PROBLEM TO WORK ON:
Write the next part of the account about running a job board in Cameroon, picking up after its last sentence.

PASSAGE TO READ:
Today, I run Akwajobs, a job board built on technology provided by Nuke board, an offshoot of Njorku.com.
Job publishing is a cutthroat market in Cameroon, which happens to be a small country. There are over 20 job boards for an online population that is less than 4 million — most of who spend more time on Facebook and Instagram than on the rest of the web as a whole.
Using the wrong business model to grow the wrong way
When we started in 2015, we were looking at an advertising model. As such, our focus was on the reach of the website. Then, Google Analytics was one of our favorite tools. It gave us insights into how many people visited the website. How they browsed it. The number of pages they viewed and a lot more.
Measuring website visits made us feel we were growing on a week-to-week basis.
Of course, we grew.
So we studied the dashboard and identified the content that went viral. We put more effort into such content and focused most of our attention on surfacing such content. But digital advertising isn’t a good business model for web/mobile-based businesses in Africa.
When it dawned on me that we couldn’t build the business around advertising, we had to find alternative business models. At that point, our focus was less on the reach, and more on getting to a business model that works for us. We carried out another Google Analytics study and realized the content that went viral didn’t deliver the most value to us as a business.
Even though it brought us more traffic, that kind of content was actually destroying our business.
First, the content was in the form of “Continuous recruitment at ABC Company.” Everybody wants to work at popular companies with big brands. Such content gives them the possibility of making their way. However, it attracted the lot, without any filters. So in the end, everyone applies but the employer recruits none. Whereas for the other content that was specific recruitment offers for specific positions, training levels and years of experience, few people checked, fewer shared and applied.

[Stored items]
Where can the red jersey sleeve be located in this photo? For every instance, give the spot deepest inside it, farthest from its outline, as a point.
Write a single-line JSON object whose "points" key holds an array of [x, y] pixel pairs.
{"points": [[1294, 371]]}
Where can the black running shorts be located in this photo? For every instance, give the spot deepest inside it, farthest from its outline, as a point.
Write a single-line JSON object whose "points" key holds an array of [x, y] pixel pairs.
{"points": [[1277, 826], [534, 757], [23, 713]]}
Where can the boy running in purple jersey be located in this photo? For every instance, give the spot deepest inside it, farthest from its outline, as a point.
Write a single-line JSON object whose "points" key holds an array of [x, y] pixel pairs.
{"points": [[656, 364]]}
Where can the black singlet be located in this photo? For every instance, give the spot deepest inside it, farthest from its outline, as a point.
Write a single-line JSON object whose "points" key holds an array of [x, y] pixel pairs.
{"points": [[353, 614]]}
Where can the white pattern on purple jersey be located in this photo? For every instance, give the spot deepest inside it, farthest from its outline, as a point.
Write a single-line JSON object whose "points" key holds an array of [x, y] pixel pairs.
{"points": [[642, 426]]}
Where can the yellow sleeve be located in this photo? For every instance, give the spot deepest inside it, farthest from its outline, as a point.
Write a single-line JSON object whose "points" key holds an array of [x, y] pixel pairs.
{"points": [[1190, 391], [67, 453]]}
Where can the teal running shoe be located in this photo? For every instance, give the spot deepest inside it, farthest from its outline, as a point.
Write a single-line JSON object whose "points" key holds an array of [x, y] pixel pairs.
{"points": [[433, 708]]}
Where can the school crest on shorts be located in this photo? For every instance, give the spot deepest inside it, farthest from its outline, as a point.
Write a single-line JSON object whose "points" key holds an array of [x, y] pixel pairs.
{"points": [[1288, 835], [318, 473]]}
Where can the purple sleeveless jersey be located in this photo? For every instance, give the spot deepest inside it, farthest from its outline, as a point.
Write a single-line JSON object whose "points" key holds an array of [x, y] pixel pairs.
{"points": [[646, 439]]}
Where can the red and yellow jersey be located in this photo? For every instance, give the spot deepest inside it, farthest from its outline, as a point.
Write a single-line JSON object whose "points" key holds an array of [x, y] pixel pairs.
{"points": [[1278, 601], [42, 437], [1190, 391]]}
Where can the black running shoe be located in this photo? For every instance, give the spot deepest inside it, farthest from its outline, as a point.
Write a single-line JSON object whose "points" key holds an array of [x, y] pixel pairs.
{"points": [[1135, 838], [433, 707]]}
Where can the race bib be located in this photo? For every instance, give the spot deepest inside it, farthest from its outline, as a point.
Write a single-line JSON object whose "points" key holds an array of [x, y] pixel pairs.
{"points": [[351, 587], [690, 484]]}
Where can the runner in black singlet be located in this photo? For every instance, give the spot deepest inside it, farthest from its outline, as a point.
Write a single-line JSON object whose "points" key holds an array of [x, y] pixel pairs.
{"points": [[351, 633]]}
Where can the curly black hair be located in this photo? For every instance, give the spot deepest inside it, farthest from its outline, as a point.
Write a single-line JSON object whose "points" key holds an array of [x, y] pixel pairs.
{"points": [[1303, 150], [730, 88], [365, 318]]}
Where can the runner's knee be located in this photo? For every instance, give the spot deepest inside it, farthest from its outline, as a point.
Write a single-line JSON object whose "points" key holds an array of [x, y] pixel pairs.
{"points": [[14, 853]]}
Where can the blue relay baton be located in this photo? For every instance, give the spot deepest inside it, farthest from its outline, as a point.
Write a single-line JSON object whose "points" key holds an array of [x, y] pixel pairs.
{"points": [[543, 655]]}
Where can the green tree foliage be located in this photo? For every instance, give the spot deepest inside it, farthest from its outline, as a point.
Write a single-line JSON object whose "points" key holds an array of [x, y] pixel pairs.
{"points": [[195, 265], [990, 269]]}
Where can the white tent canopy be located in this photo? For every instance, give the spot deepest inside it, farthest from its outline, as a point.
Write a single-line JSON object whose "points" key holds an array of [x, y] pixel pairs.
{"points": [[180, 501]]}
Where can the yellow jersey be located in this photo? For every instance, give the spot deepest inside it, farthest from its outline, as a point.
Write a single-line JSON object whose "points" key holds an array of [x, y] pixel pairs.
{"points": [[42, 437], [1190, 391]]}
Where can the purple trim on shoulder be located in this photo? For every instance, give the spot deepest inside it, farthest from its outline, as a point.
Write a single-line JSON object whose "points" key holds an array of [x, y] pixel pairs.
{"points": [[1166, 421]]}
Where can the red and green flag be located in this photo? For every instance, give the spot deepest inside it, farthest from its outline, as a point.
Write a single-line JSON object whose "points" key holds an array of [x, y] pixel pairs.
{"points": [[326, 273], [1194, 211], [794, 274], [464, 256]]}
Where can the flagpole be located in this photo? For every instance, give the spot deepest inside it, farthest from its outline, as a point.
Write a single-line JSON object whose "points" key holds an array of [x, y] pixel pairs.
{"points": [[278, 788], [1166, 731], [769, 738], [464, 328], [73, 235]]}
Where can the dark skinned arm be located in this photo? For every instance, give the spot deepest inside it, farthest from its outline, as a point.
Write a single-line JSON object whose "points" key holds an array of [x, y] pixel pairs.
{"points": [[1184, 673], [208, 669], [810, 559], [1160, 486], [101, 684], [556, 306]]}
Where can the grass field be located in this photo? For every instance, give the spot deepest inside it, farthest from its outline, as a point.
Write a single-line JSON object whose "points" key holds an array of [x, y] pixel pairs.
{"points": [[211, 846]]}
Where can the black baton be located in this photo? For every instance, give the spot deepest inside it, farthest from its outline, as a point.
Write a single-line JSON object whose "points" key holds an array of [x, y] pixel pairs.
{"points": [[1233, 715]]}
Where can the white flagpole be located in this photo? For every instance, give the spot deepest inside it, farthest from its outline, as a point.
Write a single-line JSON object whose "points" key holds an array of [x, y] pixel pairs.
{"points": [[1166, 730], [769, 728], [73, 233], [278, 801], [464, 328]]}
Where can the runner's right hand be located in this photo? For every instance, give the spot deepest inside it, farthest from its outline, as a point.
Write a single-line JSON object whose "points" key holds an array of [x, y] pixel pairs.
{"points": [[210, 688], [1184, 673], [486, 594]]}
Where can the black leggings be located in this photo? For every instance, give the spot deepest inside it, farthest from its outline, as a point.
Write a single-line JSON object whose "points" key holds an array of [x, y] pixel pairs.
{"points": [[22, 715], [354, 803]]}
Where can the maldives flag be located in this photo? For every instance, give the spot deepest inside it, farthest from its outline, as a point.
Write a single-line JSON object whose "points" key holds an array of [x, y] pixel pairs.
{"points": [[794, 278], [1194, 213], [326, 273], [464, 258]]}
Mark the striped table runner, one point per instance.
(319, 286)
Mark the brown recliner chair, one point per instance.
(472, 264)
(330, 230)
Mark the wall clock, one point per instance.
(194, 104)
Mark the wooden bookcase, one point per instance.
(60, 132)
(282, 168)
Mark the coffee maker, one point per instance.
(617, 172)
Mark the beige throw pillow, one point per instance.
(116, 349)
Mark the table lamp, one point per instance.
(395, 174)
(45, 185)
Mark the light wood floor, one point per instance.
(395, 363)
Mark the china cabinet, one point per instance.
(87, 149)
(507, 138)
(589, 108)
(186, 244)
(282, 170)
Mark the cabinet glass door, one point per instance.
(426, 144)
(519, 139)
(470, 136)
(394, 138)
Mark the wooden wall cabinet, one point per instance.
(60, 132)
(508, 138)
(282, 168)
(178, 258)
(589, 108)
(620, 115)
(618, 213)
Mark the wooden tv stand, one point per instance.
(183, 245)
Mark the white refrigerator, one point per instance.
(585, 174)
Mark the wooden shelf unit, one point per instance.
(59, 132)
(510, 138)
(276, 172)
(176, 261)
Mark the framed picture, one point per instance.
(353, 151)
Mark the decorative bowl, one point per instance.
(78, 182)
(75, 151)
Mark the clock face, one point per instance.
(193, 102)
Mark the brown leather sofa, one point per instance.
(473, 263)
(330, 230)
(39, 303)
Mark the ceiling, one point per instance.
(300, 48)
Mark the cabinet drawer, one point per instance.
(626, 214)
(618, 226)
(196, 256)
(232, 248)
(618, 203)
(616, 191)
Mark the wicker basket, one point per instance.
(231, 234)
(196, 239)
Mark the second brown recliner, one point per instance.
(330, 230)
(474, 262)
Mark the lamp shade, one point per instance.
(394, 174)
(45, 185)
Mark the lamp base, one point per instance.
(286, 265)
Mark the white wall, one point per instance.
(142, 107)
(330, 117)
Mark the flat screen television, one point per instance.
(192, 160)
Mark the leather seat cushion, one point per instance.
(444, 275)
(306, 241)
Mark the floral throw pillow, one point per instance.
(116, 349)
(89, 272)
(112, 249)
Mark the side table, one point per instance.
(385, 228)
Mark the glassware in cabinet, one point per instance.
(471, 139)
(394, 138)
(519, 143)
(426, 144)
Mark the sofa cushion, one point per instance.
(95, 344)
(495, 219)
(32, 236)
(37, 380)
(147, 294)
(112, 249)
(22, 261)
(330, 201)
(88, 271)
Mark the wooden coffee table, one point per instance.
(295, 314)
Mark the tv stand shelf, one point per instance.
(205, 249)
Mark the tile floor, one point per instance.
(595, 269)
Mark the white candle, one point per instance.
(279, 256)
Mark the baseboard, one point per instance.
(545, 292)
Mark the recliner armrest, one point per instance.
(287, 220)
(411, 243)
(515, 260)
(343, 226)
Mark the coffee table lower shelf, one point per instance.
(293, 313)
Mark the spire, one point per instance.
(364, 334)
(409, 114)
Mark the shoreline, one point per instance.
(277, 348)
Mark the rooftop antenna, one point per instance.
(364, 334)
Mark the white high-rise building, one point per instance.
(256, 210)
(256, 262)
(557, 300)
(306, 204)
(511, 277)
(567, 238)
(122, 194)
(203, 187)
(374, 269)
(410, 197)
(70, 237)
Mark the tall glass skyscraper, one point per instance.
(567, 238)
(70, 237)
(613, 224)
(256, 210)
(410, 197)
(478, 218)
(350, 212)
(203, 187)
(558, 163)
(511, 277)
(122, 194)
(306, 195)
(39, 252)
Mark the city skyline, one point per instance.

REPLY:
Growing the right way was slow, but it was worth it
With this new insight, we stopped the continuous recruitment and other general recruitment offers and started pushing for more specific offers. We also started monitoring the number of employers checking the applications and the number of professionals recruited. This pivot in the metric we monitored gave us a tremendous edge in the marketplace.
From here, we had the opportunity to start asking not just the real questions but the hard ones as well.
- How do we get more employers to check their applications on our system rather than push for applications to be sent via email?
- What do we do to improve the user experience for professionals and employers?
- What do we do to ensure an employer always finds the right candidate when they use our website to recruit?
Though this change in metric significantly limited our efforts in surfacing viral contents and eventually curbed our traffic growth, it, nevertheless, boosted our week-to-week relevance to what really mattered to our main users — getting hired by professionals and recruiting the right professional for employers/recruiters.
Since then, our evolution has been more about what matters to professionals and employers.